*USING THE INFORMATION*.
(1) Answer these questions using the article about the proteasome research grant:
(a) How much money was the grant, and which institute awarded it?
(b) Which two cancers are the currently available FDA-approved proteasome inhibitors approved to treat?
(c) What is the name of the transcription factor identified in Radhakrishnan's earlier research?
(2) List each sentence of the article about the proteasome research grant that appears inside quotation marks as Radhakrishnan's own words.
(3) In the article about the proteasome research grant, turn the paragraph that begins "Proteasome is an essential cellular structure" into a short bulleted list that keeps its main facts.

VCU Massey Cancer Center researcher Senthil Radhakrishnan, Ph.D., member of Massey’s Cancer Molecular Genetics research program and assistant professor of pathology at the VCU School of Medicine, was awarded a $1.6 million R01 grant from the National Institute of General Medical Sciences to study the genetic properties that facilitate cellular stress response to proteasome inhibition as a means to inform the development of more effective cancer therapies.

Proteasome is an essential cellular structure that destroys proteins when they are no longer needed. Proteasome inhibitors are drugs that obstruct the function of proteasome, and the only FDA-approved proteasome inhibitors currently available are approved for the treatment of multiple myeloma (cancer of the plasma cells) and mantle cell lymphoma (a subtype of non-Hodgkin lymphoma that occurs in white blood cells).

“When proteasome is inhibited by these drugs, the cells cannot degrade proteins anymore and there are a lot of proteins that accumulate,” Radhakrishnan said. “That puts a lot of stress on the cells. Normal cells can cope with it, but many cancer cells cannot. Multiple myeloma and mantle cell lymphoma are very sensitive to this type of stress and that’s why those tumors are susceptible to proteasome inhibitors.”

Previous research conducted by Radhakrishnan identified a transcription factor — a genetic information pathway that helps convert DNA into RNA — called NRF-1 that gets activated to help make more proteasome when it is inhibited. Cancer cells are thought to be hyper-dependent on proteasome because a number of proteins have to be destroyed in a timely manner to support the rapid cell division of cancer cells.

*DATA RECORDS*.
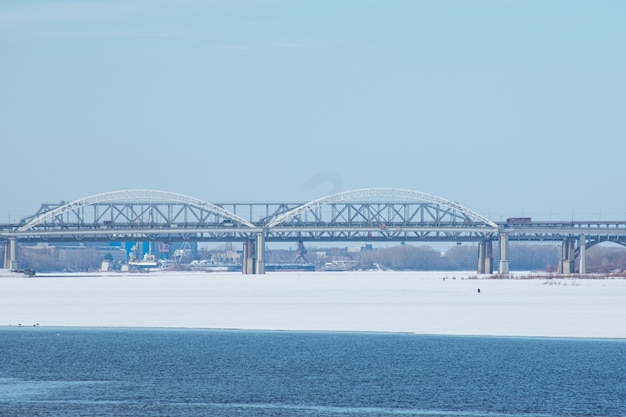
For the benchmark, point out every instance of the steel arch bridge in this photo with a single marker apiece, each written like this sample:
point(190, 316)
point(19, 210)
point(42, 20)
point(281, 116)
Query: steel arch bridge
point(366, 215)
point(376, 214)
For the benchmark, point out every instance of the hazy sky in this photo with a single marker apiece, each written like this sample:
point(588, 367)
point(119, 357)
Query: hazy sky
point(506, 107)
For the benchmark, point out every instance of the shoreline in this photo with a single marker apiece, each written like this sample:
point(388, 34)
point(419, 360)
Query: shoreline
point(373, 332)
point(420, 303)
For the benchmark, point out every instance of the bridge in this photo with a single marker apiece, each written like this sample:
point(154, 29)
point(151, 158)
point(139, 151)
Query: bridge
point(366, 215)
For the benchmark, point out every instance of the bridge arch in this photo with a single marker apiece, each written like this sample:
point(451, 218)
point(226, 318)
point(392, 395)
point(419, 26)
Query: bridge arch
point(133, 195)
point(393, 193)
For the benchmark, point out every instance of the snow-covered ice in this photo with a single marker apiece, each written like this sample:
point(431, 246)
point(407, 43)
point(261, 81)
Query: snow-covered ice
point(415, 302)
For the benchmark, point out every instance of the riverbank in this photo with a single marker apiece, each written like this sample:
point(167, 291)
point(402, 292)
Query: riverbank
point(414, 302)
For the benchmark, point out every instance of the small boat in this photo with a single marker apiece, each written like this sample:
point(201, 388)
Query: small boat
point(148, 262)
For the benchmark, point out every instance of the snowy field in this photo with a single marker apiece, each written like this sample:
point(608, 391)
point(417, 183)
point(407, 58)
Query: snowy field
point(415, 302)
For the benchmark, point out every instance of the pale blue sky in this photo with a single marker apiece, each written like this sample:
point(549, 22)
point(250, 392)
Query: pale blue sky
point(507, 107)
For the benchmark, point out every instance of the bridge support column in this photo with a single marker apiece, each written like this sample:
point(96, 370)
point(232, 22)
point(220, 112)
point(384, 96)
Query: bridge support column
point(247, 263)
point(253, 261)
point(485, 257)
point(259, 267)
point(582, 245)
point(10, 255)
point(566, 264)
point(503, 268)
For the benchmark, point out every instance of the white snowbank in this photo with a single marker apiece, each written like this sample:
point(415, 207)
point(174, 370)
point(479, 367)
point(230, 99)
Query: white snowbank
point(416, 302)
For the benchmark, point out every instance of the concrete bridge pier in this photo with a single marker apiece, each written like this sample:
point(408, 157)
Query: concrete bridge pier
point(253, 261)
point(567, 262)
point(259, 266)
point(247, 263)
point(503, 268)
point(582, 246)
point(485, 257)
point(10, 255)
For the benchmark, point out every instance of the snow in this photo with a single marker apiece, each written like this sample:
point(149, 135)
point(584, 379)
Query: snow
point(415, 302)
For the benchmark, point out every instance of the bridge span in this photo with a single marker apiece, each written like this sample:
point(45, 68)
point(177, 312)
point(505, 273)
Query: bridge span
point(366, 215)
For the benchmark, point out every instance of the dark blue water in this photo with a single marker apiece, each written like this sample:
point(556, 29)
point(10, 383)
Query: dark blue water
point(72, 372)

*COMPLETED EXERCISE*.
(1)
(a) $1.6 million, awarded by the National Institute of General Medical Sciences.
(b) Multiple myeloma and mantle cell lymphoma.
(c) NRF-1.

(2)
1. "When proteasome is inhibited by these drugs, the cells cannot degrade proteins anymore and there are a lot of proteins that accumulate."
2. "That puts a lot of stress on the cells."
3. "Normal cells can cope with it, but many cancer cells cannot."
4. "Multiple myeloma and mantle cell lymphoma are very sensitive to this type of stress and that's why those tumors are susceptible to proteasome inhibitors."

(3)
- Proteasome is an essential cellular structure that destroys proteins once they are no longer needed.
- Proteasome inhibitors are drugs that block proteasome function.
- The only FDA-approved proteasome inhibitors currently available are approved for multiple myeloma (cancer of the plasma cells) and mantle cell lymphoma (a subtype of non-Hodgkin lymphoma that occurs in white blood cells).